Tâches à réaliser.
1 > Dans le texte sur CODESPA, que trouve-t-on ?
(a) Depuis quelle année Marcello dirige-t-il le département des programmes de CODESPA ?
(b) Combien de personnes CODESPA veut-elle encore faire passer de la pauvreté à la prospérité ?
(c) Où vivent les cultivateurs d'algues donnés en exemple ?
2 > Pouvez-vous prolonger le texte sur CODESPA à partir de sa dernière phrase ?

Texte fourni.
#####

À propos de Marcello Gandolfi, responsable mondial des programmes à CODESPA
Marcello est un économiste passionné par le développement international, mais aussi un coach et un professeur. Depuis 2013, Marcello dirige le département des programmes de CODESPA, qui promeut des chaînes de valeur plus inclusives dans l’industrie des algues au niveau mondial. Depuis 2017, il est également expert en tourisme communautaire pour l’université George Washington et l’Académie du tourisme des Nations unies, et il a récemment obtenu le certificat de professionnel en économie circulaire du Massachusetts Institute of Technology (MIT). Ce qui le passionne, c’est de mettre le monde de la finance et des affaires en relation avec les entrepreneurs vulnérables, en saisissant les opportunités du marché pour améliorer les conditions de vie des populations. Avant de rejoindre CODESPA, il a travaillé en Albanie, au Népal, en Équateur, au Pérou et en Bolivie, où il soutenait les entrepreneurs locaux et mettait en place des solutions axées sur le marché pour réduire la pauvreté.
Marcello, depuis 35 ans, CODESPA œuvre au développement des marchés ruraux et accompagne les petits entrepreneurs. D’après votre expérience, quels sont les obstacles sous-jacents à la réussite des agriculteurs et à la prospérité de leurs communautés?
Notre mission, à CODESPA, est de faire passer encore 10 millions de personnes de la pauvreté à la prospérité dans les régions les plus défavorisées d’Amérique latine, d’Afrique et d’Asie, et cela grâce à notre approche locale, qui s’appuie sur les communautés pour développer les marchés ruraux. Nous voulons redonner du pouvoir aux entrepreneurs en leur offrant un accès au savoir, aux marchés et aux services financiers. Aujourd’hui, des producteurs de n’importe quelle région isolée ont la possibilité de vendre leurs produits – comme le riz, le café ou les algues – à des sociétés internationales, afin que les consommateurs du monde entier puissent les acheter et les consommer. C’est là tout l’intérêt et la promesse des marchés mondiaux. Pourtant, malgré le potentiel énorme qu’elles détiennent, les populations locales restent vulnérables et se heurtent à des obstacles qui les empêchent de réellement profiter de ces marchés.
Le premier obstacle est un paradoxe: beaucoup de communautés vivent dans des zones préservées et riches en ressources naturelles qui, dans la plupart des cas, constituent leur atout principal. Pour les cultivateurs d’algues de Hinatuan, dans le sud-est des Philippines, par exemple, le fait de vivre dans une région reculée au bord de l’océan Pacifique et d’avoir accès à une eau de mer très propre et non polluée représente une grande valeur ajoutée. Mais la région est isolée et loin des grands acteurs du marché. Le manque de connexion avec le marché principal et la multiplication des acteurs dans la chaîne de valeur constituent la première inefficacité. Du fait de leur isolement, les cultivateurs dépendent d’intermédiaires qui paient généralement le prix le plus bas possible. Par conséquent, ils perdent du pouvoir sur le marché.

#####

Extraits de données.
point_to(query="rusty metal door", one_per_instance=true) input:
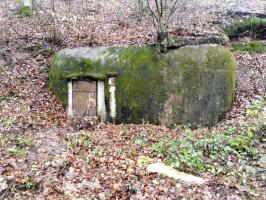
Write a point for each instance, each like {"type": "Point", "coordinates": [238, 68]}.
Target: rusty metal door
{"type": "Point", "coordinates": [84, 98]}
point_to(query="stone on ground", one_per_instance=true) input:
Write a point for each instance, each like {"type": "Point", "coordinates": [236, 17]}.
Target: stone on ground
{"type": "Point", "coordinates": [171, 172]}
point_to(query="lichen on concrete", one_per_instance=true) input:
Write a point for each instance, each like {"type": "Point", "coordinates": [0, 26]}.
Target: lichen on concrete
{"type": "Point", "coordinates": [193, 85]}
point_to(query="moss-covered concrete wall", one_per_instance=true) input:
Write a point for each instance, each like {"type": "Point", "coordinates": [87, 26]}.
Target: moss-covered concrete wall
{"type": "Point", "coordinates": [191, 85]}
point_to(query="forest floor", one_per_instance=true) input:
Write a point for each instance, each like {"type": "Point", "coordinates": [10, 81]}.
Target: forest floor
{"type": "Point", "coordinates": [44, 154]}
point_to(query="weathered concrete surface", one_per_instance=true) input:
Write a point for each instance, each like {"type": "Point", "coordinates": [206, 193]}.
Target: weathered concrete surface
{"type": "Point", "coordinates": [26, 8]}
{"type": "Point", "coordinates": [191, 85]}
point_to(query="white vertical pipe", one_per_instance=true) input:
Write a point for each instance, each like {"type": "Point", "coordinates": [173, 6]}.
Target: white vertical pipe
{"type": "Point", "coordinates": [101, 110]}
{"type": "Point", "coordinates": [70, 98]}
{"type": "Point", "coordinates": [112, 101]}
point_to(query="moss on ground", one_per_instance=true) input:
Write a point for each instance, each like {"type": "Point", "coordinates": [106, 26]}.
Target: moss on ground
{"type": "Point", "coordinates": [251, 47]}
{"type": "Point", "coordinates": [26, 11]}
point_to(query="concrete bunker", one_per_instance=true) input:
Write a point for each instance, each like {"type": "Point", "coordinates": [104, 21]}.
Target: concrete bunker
{"type": "Point", "coordinates": [86, 97]}
{"type": "Point", "coordinates": [193, 84]}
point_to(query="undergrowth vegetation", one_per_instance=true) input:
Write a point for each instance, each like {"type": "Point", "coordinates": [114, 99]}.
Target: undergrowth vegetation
{"type": "Point", "coordinates": [204, 151]}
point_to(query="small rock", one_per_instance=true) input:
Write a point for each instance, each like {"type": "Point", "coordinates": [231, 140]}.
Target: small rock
{"type": "Point", "coordinates": [171, 172]}
{"type": "Point", "coordinates": [3, 184]}
{"type": "Point", "coordinates": [70, 174]}
{"type": "Point", "coordinates": [117, 187]}
{"type": "Point", "coordinates": [262, 162]}
{"type": "Point", "coordinates": [40, 57]}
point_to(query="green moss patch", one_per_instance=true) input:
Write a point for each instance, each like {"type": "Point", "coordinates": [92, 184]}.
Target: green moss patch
{"type": "Point", "coordinates": [26, 11]}
{"type": "Point", "coordinates": [178, 87]}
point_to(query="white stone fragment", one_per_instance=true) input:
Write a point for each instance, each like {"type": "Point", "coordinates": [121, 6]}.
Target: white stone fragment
{"type": "Point", "coordinates": [171, 172]}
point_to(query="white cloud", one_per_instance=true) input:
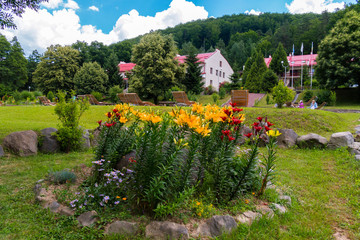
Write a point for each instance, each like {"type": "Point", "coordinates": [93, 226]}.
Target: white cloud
{"type": "Point", "coordinates": [93, 8]}
{"type": "Point", "coordinates": [52, 4]}
{"type": "Point", "coordinates": [38, 30]}
{"type": "Point", "coordinates": [315, 6]}
{"type": "Point", "coordinates": [253, 12]}
{"type": "Point", "coordinates": [72, 5]}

#####

Résultats des tâches.
1 >
(a) Depuis 2013.
(b) Encore 10 millions de personnes.
(c) À Hinatuan, dans le sud-est des Philippines.

2 >
Le deuxième obstacle est lié aux entreprises privées. Pour tout grand acteur du marché, l’efficacité est un facteur essentiel: les entreprises ne veulent pas acheter des matières premières à des milliers de petits acteurs mais, idéalement, à un petit nombre de fournisseurs plus importants. Les intermédiaires traitent avec les producteurs locaux et fixent les prix: très bas pour les agriculteurs, beaucoup plus élevés pour les sociétés privées. Les petits agriculteurs ne savent pas comment fonctionnent les entreprises, ils ignorent tout de leurs normes et de leurs exigences. Qui plus est, ils n’ont pas conscience de leur propre valeur sur le marché. CODESPA leur offre une formation et les met en relation avec des entreprises privées. Nous les aidons à créer leur propre entreprise, à formuler leur proposition de valeur et à devenir progressivement indépendants et prospères.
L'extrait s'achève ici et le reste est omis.